→ **Jobs**:
1. List every item that the first post in the forum thread says was stolen from the car.
2. Print the part of the forum thread starting at "Fortunately for the" and ending at "unlocked last night.".

→ **Source passage**:
^^^^
# The Freaking Grinch Struck!



## Smitty (Dec 4, 2012)

Well, at least some undeserving little **** of a guttersnipe will get some Christmas presents this year.

Some useless bastard broke into my wife's car last night and stole her purse/wallet, my daughter's NoFriendo DS, tennis racquets, and all of the Christmas presents that my wife was hiding in the back.  Worse of all I'd been to the range this weekend and they also stole my 9mm pistol.  Thankfully, I'd put the rest of the guns back in storage.

Fortunately for the thief's benefactors he also had the good sense to steal the wrapping paper, tape and bows.  Makes it much easier to wrap your ill gotten gains that way.

Unfortunately, our auto policy won't cover it because the car technically wasn't "broken into", as my wife accidentally left the *&#$% car unlocked last night.

I normally don't wish ill of people, but I hope that some little **** breaks a leg on my daughter's new scooter.

I #*&@^# hate thieves.


----------



## T. Valko (Dec 4, 2012)

Smitty said:


> Well, at least some undeserving little **** of a guttersnipe will get some Christmas presents this year.
^^^^
→ **Stored records**:
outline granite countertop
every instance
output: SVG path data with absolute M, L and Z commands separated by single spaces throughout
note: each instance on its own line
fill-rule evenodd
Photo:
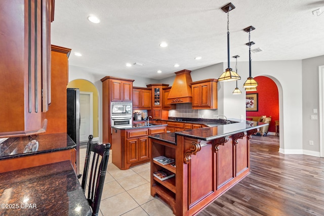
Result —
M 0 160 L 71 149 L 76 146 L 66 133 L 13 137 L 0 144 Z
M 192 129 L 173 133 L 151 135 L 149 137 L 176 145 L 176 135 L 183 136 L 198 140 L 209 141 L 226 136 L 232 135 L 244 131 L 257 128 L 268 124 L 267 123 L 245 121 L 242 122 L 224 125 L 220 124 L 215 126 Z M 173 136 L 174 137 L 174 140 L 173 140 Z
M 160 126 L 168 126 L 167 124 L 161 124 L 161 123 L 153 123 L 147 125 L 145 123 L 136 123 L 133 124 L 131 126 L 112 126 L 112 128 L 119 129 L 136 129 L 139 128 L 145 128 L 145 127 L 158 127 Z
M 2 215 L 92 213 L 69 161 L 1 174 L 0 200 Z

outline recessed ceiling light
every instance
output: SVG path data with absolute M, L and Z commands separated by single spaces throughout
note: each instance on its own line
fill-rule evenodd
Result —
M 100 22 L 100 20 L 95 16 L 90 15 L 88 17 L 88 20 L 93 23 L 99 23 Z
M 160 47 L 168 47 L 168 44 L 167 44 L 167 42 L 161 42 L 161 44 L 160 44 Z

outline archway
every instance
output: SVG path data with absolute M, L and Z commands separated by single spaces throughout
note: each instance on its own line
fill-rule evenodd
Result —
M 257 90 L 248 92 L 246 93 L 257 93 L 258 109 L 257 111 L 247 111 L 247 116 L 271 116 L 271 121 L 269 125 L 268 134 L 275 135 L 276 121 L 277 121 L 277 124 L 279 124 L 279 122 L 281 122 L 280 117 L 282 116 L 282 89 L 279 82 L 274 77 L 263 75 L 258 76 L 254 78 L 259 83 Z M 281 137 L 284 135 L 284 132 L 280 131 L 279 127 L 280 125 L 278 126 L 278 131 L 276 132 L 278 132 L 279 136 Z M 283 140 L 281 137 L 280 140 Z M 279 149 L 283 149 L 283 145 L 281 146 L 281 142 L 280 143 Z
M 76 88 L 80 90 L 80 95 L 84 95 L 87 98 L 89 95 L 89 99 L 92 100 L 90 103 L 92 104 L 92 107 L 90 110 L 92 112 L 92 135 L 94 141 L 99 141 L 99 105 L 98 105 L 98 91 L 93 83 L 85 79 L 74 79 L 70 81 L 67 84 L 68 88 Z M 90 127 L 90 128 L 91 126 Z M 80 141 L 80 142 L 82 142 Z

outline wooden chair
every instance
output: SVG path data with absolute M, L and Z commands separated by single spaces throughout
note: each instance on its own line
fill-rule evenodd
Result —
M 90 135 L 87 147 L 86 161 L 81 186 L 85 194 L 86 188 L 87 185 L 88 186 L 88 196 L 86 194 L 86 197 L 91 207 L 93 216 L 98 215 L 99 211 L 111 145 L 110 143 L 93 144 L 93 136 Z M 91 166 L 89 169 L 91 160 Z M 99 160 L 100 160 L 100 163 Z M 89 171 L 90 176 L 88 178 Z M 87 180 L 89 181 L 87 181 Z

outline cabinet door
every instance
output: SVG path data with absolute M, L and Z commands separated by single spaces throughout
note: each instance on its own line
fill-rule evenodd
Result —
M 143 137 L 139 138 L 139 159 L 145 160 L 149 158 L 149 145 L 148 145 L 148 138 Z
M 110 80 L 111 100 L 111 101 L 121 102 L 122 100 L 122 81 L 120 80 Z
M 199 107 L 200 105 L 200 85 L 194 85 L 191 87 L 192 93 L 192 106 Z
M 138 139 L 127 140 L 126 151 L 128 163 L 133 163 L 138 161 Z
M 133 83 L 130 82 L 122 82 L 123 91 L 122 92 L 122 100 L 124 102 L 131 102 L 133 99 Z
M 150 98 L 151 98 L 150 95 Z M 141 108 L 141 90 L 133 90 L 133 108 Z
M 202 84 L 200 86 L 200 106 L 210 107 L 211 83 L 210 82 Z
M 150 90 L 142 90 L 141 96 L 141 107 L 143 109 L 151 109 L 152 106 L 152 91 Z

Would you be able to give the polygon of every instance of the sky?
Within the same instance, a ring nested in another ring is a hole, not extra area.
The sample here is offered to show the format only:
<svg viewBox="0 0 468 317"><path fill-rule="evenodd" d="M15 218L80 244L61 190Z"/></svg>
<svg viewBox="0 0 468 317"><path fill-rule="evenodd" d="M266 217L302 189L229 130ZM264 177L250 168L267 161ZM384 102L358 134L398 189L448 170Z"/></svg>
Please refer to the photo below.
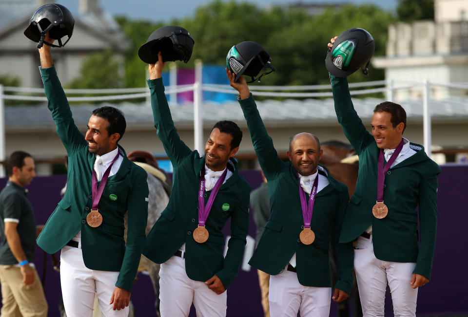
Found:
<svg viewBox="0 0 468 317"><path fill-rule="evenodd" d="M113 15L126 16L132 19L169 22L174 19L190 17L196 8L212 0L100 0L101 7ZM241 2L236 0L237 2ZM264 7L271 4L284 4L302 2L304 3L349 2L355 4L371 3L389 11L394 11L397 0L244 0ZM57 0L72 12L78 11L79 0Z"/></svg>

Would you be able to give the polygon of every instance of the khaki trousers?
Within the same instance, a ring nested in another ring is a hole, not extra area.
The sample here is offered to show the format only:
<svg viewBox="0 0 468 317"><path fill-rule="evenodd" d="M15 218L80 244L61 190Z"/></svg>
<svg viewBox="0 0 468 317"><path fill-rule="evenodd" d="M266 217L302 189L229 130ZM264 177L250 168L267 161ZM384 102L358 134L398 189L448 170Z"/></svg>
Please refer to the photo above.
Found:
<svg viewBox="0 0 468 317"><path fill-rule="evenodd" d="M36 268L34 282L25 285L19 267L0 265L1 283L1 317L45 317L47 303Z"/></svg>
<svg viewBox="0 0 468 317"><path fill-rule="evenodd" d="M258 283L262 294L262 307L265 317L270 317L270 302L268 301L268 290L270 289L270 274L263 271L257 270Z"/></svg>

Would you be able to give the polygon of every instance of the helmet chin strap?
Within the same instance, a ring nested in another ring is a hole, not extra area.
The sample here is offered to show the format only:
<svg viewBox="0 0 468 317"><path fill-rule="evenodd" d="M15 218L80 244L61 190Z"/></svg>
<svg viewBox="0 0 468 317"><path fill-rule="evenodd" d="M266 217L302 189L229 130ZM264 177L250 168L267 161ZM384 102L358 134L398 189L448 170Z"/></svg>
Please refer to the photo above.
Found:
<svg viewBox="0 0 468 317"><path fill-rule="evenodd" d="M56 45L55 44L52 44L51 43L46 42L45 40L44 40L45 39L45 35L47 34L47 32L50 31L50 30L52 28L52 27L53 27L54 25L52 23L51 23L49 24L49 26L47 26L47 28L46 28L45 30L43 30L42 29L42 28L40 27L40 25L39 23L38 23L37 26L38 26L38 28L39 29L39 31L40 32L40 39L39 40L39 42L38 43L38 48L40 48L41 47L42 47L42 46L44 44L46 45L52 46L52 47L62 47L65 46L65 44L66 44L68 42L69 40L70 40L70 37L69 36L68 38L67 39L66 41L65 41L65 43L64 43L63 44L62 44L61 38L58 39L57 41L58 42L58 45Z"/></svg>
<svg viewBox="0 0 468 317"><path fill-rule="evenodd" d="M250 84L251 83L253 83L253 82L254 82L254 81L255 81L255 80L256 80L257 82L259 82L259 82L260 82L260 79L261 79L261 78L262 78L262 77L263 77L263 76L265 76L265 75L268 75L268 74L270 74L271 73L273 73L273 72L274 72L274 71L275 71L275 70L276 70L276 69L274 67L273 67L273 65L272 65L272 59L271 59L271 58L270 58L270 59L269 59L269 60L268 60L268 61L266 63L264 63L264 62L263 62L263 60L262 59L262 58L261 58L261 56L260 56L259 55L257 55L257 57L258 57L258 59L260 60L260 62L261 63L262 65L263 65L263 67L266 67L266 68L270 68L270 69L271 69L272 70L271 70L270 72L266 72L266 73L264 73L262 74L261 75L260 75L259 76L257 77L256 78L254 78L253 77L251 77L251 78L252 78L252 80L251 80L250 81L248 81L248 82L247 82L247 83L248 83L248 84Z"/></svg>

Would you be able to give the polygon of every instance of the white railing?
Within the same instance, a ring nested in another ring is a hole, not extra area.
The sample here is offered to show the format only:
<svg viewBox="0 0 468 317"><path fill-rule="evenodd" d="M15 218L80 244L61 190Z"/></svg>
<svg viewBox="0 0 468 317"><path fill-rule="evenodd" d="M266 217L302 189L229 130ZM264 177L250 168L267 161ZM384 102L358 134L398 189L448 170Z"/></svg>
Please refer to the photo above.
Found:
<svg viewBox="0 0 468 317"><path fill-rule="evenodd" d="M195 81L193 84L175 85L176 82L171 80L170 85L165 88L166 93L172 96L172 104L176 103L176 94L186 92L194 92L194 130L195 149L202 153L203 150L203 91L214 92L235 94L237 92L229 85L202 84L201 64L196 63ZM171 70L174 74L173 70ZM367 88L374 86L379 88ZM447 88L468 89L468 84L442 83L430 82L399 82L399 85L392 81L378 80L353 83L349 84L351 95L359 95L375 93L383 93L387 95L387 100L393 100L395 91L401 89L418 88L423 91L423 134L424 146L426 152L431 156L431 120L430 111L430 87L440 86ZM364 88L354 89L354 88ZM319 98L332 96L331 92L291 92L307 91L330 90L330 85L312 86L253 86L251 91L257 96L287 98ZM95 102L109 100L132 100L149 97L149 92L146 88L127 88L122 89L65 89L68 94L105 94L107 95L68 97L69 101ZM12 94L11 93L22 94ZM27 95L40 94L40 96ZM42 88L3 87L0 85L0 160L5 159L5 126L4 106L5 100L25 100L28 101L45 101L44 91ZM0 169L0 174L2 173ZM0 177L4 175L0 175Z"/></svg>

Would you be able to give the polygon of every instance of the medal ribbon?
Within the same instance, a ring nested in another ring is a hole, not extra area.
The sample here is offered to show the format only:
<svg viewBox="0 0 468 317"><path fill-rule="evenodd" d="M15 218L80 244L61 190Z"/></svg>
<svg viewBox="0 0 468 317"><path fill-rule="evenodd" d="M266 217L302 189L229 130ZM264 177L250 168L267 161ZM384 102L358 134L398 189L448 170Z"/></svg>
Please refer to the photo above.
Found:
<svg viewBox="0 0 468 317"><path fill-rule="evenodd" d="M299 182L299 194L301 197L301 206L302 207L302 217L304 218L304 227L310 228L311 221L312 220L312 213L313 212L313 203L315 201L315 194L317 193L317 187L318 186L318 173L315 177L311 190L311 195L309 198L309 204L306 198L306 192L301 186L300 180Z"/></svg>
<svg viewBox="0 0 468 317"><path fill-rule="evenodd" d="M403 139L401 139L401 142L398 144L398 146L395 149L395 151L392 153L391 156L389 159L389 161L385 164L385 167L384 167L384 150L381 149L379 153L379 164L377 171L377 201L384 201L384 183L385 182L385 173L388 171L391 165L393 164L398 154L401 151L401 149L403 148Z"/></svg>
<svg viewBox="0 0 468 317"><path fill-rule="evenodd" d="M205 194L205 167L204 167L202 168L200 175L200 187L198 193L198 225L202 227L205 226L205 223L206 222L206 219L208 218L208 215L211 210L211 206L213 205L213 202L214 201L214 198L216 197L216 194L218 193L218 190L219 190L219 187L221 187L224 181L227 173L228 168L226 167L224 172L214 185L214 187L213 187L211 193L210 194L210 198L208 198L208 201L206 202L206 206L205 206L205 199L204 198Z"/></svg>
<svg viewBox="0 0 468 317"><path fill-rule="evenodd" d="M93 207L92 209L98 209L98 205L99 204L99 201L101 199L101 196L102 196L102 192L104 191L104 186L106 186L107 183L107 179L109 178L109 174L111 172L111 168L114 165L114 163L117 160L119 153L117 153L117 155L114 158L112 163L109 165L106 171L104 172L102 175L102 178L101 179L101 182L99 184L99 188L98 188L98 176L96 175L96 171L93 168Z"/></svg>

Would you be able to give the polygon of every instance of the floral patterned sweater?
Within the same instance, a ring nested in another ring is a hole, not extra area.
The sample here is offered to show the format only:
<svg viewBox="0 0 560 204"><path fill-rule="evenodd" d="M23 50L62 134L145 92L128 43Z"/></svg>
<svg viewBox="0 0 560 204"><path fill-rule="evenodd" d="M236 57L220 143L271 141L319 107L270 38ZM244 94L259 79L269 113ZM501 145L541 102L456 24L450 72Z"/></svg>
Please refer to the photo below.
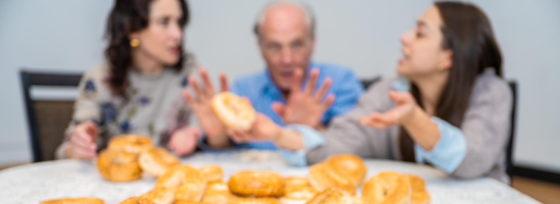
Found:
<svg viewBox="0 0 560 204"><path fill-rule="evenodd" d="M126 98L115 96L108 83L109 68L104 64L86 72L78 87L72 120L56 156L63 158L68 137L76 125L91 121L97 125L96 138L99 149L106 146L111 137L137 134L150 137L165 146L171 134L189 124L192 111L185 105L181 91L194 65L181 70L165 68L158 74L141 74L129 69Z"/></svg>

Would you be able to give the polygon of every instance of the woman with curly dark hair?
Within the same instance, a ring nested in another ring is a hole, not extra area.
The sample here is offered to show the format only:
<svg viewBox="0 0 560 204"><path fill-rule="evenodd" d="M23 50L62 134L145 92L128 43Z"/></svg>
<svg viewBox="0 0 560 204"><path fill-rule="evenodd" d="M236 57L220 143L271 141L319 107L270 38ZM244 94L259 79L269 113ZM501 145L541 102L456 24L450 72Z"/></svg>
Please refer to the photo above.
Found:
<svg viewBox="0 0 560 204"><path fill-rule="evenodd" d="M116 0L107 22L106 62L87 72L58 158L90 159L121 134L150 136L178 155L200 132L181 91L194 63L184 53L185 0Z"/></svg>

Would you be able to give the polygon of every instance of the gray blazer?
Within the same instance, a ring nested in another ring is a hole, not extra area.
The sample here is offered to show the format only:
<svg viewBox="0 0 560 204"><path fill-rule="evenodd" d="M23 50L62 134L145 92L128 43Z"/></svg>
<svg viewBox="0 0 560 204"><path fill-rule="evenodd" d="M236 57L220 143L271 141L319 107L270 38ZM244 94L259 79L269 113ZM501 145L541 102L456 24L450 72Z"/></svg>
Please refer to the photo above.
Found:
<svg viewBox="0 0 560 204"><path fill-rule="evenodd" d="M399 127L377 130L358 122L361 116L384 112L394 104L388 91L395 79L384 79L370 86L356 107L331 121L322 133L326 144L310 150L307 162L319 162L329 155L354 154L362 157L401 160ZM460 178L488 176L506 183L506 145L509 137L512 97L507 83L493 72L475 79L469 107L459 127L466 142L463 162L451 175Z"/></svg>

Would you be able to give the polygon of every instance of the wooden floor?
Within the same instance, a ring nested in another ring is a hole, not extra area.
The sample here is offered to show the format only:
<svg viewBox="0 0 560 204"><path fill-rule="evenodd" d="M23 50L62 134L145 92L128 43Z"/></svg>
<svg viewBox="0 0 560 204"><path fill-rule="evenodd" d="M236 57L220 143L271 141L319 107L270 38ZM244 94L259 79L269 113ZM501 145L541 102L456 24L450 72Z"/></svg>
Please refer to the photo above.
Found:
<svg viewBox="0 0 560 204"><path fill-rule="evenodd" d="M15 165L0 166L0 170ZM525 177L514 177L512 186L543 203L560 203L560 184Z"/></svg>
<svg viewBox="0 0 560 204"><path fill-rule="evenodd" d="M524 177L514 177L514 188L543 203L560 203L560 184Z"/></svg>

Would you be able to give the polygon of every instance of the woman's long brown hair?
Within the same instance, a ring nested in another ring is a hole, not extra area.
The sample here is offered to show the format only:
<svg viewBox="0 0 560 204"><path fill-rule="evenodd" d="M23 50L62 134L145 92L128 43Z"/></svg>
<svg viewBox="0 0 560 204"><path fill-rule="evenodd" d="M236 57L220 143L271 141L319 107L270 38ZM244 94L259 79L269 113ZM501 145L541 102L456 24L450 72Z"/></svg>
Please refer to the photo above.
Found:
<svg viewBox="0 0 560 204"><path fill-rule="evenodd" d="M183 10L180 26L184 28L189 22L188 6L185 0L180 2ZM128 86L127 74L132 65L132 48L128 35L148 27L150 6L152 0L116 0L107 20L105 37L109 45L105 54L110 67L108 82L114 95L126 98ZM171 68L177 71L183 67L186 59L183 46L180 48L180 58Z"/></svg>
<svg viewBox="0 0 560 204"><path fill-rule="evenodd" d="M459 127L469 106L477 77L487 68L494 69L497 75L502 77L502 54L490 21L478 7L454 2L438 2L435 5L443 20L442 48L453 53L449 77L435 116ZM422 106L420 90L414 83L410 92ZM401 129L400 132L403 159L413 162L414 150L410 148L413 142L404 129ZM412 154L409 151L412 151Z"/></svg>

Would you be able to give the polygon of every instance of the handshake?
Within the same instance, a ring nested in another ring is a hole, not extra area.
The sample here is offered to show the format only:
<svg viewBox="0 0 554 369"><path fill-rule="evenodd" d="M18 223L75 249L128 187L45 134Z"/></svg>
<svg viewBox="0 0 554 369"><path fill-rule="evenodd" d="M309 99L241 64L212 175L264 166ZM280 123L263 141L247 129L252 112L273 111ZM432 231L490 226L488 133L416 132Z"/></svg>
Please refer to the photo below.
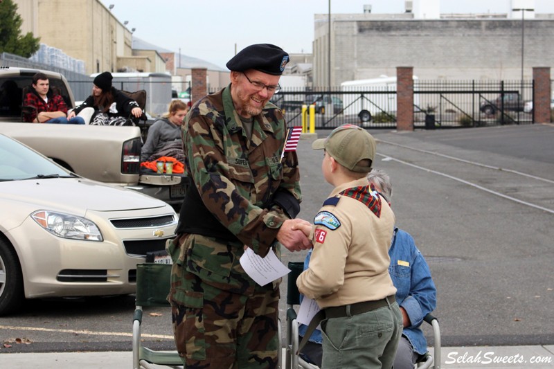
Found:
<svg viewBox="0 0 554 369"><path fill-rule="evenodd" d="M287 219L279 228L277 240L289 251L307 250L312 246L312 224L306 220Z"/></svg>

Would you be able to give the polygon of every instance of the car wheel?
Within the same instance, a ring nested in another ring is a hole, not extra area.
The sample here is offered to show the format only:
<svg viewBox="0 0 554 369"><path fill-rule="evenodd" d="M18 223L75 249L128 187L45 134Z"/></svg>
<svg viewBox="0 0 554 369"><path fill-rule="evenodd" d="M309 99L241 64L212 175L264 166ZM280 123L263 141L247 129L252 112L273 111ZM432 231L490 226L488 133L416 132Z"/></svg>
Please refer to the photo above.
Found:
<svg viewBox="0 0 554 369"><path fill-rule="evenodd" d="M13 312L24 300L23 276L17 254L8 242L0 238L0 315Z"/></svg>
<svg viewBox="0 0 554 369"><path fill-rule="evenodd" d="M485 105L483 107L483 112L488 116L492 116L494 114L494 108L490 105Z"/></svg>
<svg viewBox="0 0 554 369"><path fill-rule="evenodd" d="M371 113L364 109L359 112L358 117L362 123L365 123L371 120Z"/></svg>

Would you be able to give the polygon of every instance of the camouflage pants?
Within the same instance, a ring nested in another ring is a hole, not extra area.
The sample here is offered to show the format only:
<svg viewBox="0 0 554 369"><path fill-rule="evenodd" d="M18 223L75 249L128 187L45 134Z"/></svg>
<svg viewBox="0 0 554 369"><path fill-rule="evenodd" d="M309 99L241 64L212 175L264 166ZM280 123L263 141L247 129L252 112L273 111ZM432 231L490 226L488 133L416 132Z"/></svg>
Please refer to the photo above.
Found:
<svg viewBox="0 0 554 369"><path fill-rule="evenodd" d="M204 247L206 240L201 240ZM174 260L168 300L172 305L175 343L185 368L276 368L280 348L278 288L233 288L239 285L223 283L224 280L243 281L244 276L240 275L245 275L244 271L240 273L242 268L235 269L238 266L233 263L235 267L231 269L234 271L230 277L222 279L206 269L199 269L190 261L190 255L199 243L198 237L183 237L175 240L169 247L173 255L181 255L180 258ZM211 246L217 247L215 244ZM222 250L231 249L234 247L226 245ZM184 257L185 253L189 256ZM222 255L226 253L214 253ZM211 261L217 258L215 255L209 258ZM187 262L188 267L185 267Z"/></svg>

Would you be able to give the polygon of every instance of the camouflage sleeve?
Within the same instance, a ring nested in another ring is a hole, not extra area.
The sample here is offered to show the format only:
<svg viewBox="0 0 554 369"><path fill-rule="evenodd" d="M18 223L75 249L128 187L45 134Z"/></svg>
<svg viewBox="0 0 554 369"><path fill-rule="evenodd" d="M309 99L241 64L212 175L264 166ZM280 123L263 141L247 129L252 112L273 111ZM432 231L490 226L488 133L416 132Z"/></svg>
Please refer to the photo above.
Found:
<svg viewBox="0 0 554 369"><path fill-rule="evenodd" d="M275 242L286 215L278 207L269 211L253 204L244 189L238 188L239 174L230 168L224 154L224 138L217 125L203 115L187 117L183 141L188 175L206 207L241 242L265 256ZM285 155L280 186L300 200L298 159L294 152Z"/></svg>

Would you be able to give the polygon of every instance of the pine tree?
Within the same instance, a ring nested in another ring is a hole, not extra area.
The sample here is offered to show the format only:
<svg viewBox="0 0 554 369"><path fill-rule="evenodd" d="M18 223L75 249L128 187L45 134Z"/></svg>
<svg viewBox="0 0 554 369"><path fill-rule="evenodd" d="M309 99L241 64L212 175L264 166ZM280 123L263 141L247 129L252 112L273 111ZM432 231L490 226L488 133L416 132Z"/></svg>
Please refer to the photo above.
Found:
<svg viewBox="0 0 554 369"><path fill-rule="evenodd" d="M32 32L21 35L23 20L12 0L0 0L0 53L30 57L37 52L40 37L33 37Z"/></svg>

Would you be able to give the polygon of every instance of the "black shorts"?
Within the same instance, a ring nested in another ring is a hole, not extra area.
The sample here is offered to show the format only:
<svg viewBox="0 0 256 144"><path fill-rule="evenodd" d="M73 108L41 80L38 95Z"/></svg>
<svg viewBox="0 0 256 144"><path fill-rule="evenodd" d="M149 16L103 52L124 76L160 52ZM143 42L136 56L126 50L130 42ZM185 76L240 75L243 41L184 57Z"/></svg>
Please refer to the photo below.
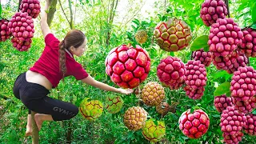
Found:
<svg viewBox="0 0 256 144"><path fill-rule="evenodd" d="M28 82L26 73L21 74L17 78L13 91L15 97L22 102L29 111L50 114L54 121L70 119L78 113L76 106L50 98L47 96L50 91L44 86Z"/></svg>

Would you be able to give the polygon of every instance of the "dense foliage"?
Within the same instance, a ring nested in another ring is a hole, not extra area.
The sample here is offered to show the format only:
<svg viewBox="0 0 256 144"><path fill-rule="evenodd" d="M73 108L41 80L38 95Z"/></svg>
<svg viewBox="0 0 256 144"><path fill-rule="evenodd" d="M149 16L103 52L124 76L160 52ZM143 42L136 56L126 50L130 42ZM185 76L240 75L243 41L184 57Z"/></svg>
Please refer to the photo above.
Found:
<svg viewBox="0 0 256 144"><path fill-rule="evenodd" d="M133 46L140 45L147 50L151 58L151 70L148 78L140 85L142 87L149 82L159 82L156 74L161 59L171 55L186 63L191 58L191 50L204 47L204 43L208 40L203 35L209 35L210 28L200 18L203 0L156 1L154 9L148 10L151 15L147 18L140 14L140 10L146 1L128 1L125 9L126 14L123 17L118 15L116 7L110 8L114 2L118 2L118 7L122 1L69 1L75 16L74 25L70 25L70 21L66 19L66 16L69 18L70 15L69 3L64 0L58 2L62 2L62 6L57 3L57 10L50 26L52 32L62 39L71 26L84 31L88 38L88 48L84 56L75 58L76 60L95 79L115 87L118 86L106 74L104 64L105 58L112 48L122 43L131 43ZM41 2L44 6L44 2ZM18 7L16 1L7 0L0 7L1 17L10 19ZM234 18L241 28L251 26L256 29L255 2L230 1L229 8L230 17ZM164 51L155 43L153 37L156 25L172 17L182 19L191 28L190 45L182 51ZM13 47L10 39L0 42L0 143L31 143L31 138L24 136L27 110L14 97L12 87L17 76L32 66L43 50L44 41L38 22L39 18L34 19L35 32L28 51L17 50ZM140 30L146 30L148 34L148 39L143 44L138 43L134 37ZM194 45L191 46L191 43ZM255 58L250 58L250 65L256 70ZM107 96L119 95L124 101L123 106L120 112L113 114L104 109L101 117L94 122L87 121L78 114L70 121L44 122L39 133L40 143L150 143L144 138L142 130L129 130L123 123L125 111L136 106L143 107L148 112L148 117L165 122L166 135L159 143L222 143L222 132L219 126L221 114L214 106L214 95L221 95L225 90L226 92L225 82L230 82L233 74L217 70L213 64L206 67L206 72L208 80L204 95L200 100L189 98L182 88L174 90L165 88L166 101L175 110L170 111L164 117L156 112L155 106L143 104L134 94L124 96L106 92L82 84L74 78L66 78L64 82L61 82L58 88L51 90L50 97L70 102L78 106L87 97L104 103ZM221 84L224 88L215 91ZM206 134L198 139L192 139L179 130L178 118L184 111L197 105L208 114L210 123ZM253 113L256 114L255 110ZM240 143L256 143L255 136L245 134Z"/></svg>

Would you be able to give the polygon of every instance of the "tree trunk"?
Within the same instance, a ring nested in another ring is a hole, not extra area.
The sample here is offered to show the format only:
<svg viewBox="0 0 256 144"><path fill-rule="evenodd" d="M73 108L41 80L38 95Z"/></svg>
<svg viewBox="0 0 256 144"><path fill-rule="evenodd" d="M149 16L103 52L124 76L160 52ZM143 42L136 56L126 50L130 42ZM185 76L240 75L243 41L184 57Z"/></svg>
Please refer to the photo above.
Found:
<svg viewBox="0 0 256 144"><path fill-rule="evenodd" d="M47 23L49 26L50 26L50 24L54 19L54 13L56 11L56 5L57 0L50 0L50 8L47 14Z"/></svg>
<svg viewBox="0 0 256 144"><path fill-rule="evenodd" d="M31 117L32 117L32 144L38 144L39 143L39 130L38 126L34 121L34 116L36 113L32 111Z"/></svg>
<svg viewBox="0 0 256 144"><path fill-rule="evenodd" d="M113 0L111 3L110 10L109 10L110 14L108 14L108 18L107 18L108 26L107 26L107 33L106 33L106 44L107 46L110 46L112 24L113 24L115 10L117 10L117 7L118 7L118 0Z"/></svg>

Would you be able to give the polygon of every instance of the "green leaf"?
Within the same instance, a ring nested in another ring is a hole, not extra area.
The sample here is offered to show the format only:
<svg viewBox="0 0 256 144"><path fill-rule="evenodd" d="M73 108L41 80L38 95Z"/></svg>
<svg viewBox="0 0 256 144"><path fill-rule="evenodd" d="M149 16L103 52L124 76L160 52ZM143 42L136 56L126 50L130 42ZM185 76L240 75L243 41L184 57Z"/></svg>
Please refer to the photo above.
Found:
^^^^
→ **Response list**:
1.
- purse/wallet
- NoFriendo DS
- tennis racquets
- all of the Christmas presents
- 9mm pistol
- wrapping paper
- tape
- bows

2.
Fortunately for the thief's benefactors he also had the good sense to steal the wrapping paper, tape and bows.  Makes it much easier to wrap your ill gotten gains that way.

Unfortunately, our auto policy won't cover it because the car technically wasn't "broken into", as my wife accidentally left the *&#$% car unlocked last night.